### [STUDY QUESTIONS]
A) Please decide whether each statement below agrees with the childhood memoir, answering yes or no and quoting the words of the text that settle it. (i) The father was known as the friendliest bartender in the city. (ii) The narrator was two years younger than Tom. (iii) Tom sometimes hit the narrator after a train wreck.
B) Rewrite the childhood memoir starting with "Sharing time upstairs" and going on through "in that hole.", putting "hidden hatch" in place of "secret passage".
C) Explain in one to three sentences why the father in the childhood memoir bought the narrator a BB gun.

I've been told the play "Over the Tavern" was similar to how our family grew up in Black Rock in the 1950s. The three of us, my sister Carol (the oldest), my brother Tom (the middle child) and I had the adventure of a young lifetime above and in Tommy's Schuper House.
My father, Tom, was a very hard-working and kind man who ran the business and catered to the needs of many. He was known as the friendliest bartender in the city. My mother was a nurse and kept a pulse on the business to make sure it stayed healthy.
The real story for me is about the wonderful life I had growing up with my two guardian angels.
Carol was the one my brother and I could count on to be there for us. When mom and dad were working, which was about 16 hours a day, Carol would make sure that dinner was served. She attended to all the household chores and would watch over what we were doing. She could rule with an iron fist or give us that stare that said "don't you dare."
Tom is the most amazing person I know. I was four years his junior. He had a collection of Lionel trains in a spare room that any collector would love. I was always into anything Tom was doing. On more than one occasion, I would go into the train room and set in motion a train wreck that would make any Hollywood producer proud. While my brother got angry, he never hit me or wrecked my things. He always found a way to get me back on track.
I was the youngest and the most spoiled. An example of this occured on my brother's 13th birthday. Our father took us out shopping for Tom's present. He wanted a BB gun. Once I saw what he was getting, I wanted one, too! I carried on so much that my dad bought me one.
Sharing time upstairs while mom and dad were working could be a neat time. Carol and Tom taught me about the secret passage. If you pulled the rug away and opened a small compartment in the floor, you had a great view of the bar and cash register below.
The three of us had a great time pouring salt into the beer below. We would laugh and bond for what would become a lifetime of togetherness. When my father had time to eat dinner with us, he always was looking in that hole.
Carol was the one who showed me what style was. She recognized that at 13 I needed help in the hair and clothes department. She was and still is my expert in these areas. She turned me into what now is called an extreme makeover. She spent many of her hard-earned dollars on me and I think her efforts were rewarded. I must have received the shopping gene from her. Neither of us ever met a mall we didn't like.
My brother and sister both have the gift of gab. Tom is like my father, the friendliest and nicest guy you will ever meet. I have never heard of anyone who didn't like Tom. Carol would easily win the Super Bowl of conversation. It is like being in the two-minute drill or the hurry-up offense with her. Any hesitation on your part, and you're finished. She is so kind and loveable.
While growing up was not easy for any of us, having the two best guardian angels in the world looking after me made my life a wonderful experience. I love both of them and thank them for taking good care of me.

### [EXTRACTED DATA]
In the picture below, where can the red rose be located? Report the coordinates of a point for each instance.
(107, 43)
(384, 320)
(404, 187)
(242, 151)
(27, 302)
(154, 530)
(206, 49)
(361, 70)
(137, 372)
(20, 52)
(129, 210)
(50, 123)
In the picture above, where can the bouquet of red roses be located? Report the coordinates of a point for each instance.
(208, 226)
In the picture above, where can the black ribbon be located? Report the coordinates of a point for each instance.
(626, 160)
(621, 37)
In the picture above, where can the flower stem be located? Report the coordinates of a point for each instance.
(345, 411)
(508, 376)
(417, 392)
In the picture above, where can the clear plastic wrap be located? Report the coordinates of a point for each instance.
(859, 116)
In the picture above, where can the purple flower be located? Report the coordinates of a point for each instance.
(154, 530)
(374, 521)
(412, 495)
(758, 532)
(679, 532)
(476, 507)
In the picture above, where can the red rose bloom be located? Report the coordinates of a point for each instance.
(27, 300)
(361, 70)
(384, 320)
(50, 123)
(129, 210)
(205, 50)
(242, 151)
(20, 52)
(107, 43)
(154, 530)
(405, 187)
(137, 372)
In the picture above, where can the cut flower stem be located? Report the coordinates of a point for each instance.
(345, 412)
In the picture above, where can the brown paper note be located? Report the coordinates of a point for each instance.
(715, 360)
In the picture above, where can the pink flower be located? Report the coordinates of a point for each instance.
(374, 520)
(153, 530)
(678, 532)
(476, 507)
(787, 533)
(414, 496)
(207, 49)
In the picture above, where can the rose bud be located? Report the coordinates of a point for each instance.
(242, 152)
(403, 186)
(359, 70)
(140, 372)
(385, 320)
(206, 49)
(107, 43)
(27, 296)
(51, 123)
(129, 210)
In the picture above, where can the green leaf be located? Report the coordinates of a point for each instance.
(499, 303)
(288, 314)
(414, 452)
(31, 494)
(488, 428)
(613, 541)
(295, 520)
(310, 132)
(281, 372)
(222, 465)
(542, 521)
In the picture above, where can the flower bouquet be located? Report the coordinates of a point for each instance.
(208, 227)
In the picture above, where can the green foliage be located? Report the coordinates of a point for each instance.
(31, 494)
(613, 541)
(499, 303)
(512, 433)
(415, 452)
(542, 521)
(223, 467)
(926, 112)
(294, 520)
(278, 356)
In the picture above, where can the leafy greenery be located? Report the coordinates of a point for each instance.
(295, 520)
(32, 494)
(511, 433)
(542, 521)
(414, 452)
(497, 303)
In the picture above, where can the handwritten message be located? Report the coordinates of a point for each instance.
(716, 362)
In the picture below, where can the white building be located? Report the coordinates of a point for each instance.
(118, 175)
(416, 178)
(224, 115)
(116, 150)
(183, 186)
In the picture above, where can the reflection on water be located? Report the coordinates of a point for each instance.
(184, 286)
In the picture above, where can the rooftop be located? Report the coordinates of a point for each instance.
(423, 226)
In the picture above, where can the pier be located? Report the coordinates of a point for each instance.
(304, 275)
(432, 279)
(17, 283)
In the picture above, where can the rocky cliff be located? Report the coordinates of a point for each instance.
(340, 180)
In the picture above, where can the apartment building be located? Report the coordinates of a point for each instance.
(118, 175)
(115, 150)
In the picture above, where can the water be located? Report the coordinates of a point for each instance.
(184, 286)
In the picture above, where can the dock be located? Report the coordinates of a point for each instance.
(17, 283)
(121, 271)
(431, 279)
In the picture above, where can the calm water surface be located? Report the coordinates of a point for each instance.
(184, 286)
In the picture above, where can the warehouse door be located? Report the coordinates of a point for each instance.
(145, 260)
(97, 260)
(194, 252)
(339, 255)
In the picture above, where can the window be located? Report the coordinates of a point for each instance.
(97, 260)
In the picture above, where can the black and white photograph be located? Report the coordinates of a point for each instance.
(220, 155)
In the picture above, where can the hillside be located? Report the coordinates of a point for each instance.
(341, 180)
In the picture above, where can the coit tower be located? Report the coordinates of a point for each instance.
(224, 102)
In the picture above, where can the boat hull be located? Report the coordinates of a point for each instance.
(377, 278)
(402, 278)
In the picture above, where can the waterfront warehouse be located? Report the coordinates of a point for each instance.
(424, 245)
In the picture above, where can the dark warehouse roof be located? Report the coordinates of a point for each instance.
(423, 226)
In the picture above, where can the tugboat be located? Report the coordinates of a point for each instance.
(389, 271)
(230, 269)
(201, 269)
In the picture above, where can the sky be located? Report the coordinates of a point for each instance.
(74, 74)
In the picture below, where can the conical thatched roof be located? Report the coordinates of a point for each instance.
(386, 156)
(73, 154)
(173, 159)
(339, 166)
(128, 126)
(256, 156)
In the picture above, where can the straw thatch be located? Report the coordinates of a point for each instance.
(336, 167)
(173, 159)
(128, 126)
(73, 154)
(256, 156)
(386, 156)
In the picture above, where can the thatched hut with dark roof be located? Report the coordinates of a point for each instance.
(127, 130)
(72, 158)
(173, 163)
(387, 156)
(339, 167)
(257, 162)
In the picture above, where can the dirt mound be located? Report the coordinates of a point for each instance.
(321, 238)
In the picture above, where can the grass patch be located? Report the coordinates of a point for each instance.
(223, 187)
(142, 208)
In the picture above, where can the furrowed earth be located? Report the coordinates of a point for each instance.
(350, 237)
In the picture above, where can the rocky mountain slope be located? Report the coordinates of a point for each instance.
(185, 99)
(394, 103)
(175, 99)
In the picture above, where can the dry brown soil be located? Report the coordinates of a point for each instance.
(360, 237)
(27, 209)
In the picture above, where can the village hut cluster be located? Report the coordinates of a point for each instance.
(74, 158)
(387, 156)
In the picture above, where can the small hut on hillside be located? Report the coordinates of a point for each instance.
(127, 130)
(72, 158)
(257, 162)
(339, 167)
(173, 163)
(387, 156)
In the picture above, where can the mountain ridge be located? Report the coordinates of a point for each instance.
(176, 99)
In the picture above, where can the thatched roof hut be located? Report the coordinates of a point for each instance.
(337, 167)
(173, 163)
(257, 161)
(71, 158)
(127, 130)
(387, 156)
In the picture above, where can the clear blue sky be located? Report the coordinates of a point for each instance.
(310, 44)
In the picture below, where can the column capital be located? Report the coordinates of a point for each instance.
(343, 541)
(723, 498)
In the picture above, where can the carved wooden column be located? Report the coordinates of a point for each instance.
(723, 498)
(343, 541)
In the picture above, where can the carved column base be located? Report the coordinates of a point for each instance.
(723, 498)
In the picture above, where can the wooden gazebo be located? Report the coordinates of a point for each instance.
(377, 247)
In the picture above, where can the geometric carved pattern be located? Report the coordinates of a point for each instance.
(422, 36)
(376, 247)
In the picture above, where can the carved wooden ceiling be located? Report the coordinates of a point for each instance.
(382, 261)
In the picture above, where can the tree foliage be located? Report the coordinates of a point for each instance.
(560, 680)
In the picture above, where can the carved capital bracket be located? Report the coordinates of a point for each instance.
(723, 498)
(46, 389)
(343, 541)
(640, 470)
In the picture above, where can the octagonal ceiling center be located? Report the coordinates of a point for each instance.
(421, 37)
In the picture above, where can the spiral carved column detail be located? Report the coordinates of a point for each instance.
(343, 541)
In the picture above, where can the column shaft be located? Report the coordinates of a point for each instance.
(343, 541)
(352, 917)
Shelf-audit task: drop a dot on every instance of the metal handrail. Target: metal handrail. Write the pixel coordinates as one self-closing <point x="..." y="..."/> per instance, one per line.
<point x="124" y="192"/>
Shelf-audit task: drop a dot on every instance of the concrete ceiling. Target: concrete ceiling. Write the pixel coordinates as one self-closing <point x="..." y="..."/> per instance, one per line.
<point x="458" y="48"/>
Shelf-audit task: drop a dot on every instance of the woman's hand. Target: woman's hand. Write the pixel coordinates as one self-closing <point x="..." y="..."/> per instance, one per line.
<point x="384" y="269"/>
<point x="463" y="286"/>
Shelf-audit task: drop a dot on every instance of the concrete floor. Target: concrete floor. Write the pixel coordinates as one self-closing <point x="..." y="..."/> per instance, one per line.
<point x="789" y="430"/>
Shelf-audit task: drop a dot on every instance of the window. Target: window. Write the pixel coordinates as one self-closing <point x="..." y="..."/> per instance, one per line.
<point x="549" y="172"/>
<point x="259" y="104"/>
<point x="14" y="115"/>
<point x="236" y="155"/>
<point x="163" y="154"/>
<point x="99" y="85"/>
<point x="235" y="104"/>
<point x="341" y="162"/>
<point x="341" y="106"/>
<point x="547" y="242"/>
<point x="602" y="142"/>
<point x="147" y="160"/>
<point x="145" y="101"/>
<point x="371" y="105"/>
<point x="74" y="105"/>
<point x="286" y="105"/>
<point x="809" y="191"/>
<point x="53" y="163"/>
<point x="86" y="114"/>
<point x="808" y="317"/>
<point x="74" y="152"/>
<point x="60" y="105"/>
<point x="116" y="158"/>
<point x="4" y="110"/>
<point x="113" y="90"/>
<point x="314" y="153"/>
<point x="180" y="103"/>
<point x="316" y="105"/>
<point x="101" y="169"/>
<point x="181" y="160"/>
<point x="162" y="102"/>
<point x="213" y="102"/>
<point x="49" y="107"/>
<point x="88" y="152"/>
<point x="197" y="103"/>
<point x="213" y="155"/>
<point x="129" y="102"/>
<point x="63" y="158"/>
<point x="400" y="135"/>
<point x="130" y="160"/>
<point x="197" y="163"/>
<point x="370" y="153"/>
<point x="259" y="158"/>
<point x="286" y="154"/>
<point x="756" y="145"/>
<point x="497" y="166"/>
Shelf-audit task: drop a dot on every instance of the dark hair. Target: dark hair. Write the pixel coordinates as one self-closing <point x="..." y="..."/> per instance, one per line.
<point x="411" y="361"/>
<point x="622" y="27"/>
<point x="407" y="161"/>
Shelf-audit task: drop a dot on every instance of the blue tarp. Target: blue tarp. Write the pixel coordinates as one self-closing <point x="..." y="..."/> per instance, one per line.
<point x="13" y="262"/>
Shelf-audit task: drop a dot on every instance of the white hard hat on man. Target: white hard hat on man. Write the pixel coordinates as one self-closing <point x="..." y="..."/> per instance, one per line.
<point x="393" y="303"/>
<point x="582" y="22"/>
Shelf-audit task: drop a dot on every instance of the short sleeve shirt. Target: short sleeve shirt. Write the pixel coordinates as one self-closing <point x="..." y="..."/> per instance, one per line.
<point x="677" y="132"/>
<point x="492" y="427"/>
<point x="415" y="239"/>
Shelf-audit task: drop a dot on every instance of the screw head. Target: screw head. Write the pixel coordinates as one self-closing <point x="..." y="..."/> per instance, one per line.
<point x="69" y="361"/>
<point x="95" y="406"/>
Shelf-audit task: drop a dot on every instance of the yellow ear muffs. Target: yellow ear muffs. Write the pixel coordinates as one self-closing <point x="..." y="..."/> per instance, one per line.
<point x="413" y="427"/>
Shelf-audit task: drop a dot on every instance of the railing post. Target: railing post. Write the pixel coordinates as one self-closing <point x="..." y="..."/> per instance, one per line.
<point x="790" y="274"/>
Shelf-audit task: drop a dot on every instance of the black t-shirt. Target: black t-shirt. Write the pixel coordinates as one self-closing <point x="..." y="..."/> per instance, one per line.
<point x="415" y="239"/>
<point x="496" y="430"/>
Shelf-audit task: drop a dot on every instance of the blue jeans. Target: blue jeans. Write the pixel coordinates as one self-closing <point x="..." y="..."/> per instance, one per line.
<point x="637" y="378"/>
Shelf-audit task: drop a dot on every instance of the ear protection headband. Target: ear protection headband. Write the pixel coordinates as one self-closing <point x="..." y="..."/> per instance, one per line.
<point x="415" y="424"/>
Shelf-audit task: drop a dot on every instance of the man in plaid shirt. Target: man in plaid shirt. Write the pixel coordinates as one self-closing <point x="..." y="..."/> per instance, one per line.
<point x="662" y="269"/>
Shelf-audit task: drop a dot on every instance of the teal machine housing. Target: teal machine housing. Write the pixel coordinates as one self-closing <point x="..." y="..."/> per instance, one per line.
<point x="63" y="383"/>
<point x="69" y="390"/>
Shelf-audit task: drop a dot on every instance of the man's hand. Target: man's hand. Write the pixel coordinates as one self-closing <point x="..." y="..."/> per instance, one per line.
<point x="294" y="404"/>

### [RESPONSES TO THE EXERCISE]
A)
(i) Yes: "He was known as the friendliest bartender in the city."
(ii) No: "I was four years his junior."
(iii) No: "While my brother got angry, he never hit me or wrecked my things."

B)
Sharing time upstairs while mom and dad were working could be a neat time. Carol and Tom taught me about the hidden hatch. If you pulled the rug away and opened a small compartment in the floor, you had a great view of the bar and cash register below.
The three of us had a great time pouring salt into the beer below. We would laugh and bond for what would become a lifetime of togetherness. When my father had time to eat dinner with us, he always was looking in that hole.

C) On Tom's 13th birthday, the narrator saw that Tom was getting a BB gun and wanted one too. As the youngest and most spoiled child, the narrator carried on so much that the father bought one.